In thinking of what I wanted to do for Memorial Day this year, I thought of this poem. Allow me to say first and foremost that I am a human being FIRST, then an American (before political party), and finally, a progressively, critical thinking person.
HOW WE SHOULD ALL BE!
[Note: The film has now won some awards and continues to do so, 3/6/2022. The published poem below is different from the one in the film that evolved through the production of the film I'm also working on a new blog article on the history of this film, and a detailed examination of its meaning and format.]
It is a sad Memorial Day this year. A day gravely besmirched by the lack of action by Congressional "leaders" Mitch McConnell and Keven McCarthy in their (that is, Donald Trump's) Republican Party, by voting against a sorely necessary bipartisan investigation into the January 6, 2021 insurrection. Let's face it, the "Trump Insurrection". THIS is an American issue.
IF Republicans were in charge, IF this were a Democratic issue, IF this had been a Democratic POTUS, not Donald Trump, there'd ALREADY be a commission. There were TEN Benghazi investigations over something that wasn't as Republicans contended and they knew that, as they used it as political fodder, anyway.
When America is attacked, we investigate that attack. It's a "no brainer", really. Making the Republican's views on this, very curious.
So more than usual, this is a Memorial Day we ALL truly need to reflect on. Not just for our fallen heroes in war, but for in those in Congress who refuse to be heroes. Or actual members of our US Congress.
After 10 years of writing over 1400 blogs, I had stopped. I wrote my last blog about the last two books I published in October 2020. I wrote this some years ago and finally included it in the first sequel to my first book, in two volumes as, "Anthology of Evil II Vol. I". The second book is, "Anthology of Evil II Vol. II - The Unwritten".
This is my first blog since then. Wishing you all a reflective but safe and healthy 2021 Memorial Day.
Maurice Ravel, 1912, musician/composer |
“The only love affair I have ever had was with music.”
Maurice Ravel
Writing at the time, Ravel recalled: “For a whole week I have been driving days and nights—without lights—on unbelievable roads, often with a load double what my truck should carry. And even so I had to hurry because all this was within range of the guns. Adélaïde and I—Adélaïde is my truck—escaped the shrapnel, but the poor dear couldn’t keep going and after losing her number plate in a danger zone where parking was forbidden, in despair she shed a wheel in a forest, where I did a Robinson Crusoe for 10 days until someone came to rescue me.”

Supplied entries

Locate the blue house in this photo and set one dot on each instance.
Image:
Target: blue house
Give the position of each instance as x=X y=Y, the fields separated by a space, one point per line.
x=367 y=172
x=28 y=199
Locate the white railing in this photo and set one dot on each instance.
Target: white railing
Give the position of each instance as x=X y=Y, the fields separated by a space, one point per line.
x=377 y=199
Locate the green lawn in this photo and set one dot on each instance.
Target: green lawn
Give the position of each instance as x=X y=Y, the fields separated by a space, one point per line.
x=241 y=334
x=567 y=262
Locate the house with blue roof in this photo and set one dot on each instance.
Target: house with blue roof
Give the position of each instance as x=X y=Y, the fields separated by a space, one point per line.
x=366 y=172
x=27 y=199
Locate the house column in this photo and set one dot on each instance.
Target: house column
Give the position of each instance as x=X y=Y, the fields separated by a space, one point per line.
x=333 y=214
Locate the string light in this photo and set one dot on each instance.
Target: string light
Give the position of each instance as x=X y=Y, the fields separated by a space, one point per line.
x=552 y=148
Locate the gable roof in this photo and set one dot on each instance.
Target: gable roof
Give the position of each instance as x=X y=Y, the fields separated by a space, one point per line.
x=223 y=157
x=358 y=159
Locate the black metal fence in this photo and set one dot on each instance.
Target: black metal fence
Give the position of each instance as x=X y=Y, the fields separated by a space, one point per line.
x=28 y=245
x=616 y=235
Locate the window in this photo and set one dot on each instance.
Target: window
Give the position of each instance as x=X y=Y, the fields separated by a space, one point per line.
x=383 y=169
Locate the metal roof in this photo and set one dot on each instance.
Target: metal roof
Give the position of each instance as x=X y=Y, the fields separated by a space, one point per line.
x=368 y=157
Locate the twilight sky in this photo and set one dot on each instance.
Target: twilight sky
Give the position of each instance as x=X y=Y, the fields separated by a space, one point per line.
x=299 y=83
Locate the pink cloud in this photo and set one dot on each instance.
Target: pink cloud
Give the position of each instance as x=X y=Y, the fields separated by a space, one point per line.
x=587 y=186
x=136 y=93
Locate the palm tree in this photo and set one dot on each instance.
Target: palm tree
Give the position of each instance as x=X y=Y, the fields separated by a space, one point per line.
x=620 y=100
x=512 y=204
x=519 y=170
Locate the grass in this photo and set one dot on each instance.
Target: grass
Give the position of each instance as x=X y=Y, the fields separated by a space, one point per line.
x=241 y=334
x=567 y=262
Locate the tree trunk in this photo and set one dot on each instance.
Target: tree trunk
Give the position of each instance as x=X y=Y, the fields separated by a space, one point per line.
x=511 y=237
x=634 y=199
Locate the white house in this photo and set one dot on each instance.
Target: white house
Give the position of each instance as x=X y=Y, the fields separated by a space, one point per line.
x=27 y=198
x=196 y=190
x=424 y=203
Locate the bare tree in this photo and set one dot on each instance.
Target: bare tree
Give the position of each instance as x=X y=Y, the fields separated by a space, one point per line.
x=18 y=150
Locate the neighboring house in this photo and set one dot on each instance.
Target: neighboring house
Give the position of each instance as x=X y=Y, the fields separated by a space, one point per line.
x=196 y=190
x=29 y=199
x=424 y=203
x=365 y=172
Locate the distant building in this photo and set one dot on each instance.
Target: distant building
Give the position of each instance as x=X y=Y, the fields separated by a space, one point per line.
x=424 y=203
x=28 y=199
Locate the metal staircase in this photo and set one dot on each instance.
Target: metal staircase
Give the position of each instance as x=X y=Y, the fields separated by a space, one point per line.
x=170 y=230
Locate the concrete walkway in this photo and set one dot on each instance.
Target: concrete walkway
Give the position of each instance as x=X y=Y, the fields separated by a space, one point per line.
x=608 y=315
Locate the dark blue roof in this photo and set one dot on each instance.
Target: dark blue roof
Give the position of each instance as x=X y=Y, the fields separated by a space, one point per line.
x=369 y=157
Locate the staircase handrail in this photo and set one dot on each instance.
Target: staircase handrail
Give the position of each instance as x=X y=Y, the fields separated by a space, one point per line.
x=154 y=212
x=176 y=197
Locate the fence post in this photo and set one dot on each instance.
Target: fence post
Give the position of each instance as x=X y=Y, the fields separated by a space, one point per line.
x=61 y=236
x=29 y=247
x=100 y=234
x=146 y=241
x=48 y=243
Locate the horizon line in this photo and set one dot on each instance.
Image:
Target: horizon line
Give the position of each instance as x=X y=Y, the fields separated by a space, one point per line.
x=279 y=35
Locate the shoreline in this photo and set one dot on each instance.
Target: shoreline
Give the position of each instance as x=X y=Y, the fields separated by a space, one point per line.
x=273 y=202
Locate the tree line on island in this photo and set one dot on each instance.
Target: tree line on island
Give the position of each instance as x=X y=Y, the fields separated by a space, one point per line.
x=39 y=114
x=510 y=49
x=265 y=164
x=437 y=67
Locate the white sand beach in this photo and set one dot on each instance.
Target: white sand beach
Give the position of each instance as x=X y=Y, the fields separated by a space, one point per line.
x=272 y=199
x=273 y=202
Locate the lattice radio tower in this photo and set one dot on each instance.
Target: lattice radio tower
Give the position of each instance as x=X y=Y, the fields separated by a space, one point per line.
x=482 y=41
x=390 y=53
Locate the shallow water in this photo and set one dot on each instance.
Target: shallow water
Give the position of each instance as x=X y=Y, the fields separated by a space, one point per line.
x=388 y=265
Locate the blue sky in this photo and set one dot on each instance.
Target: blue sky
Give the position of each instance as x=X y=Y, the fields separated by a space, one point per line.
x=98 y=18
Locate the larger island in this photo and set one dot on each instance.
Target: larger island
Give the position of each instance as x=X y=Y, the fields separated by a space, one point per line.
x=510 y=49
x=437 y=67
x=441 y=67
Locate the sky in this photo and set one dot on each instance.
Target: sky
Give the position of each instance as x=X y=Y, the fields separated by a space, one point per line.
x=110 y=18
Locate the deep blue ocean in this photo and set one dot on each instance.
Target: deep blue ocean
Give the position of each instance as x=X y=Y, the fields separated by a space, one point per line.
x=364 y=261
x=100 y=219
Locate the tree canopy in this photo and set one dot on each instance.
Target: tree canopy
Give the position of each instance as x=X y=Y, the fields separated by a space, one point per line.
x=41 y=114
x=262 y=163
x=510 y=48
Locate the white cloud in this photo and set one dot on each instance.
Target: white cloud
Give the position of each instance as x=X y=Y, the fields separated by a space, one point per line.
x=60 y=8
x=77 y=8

List of tasks
a: Using the Memorial Day blog post, answer each question:
(i) How many Benghazi investigations does the post say there were?
(ii) In what month and year did the author publish the last two books described in the final blog before the pause?
(iii) What name did Ravel give his truck?
b: Translate this sentence from the Memorial Day blog post into Spanish: "When America is attacked, we investigate that attack."

Answers per task
a:
(i) Ten
(ii) October 2020
(iii) Adélaïde

b: Cuando Estados Unidos es atacado, investigamos ese ataque.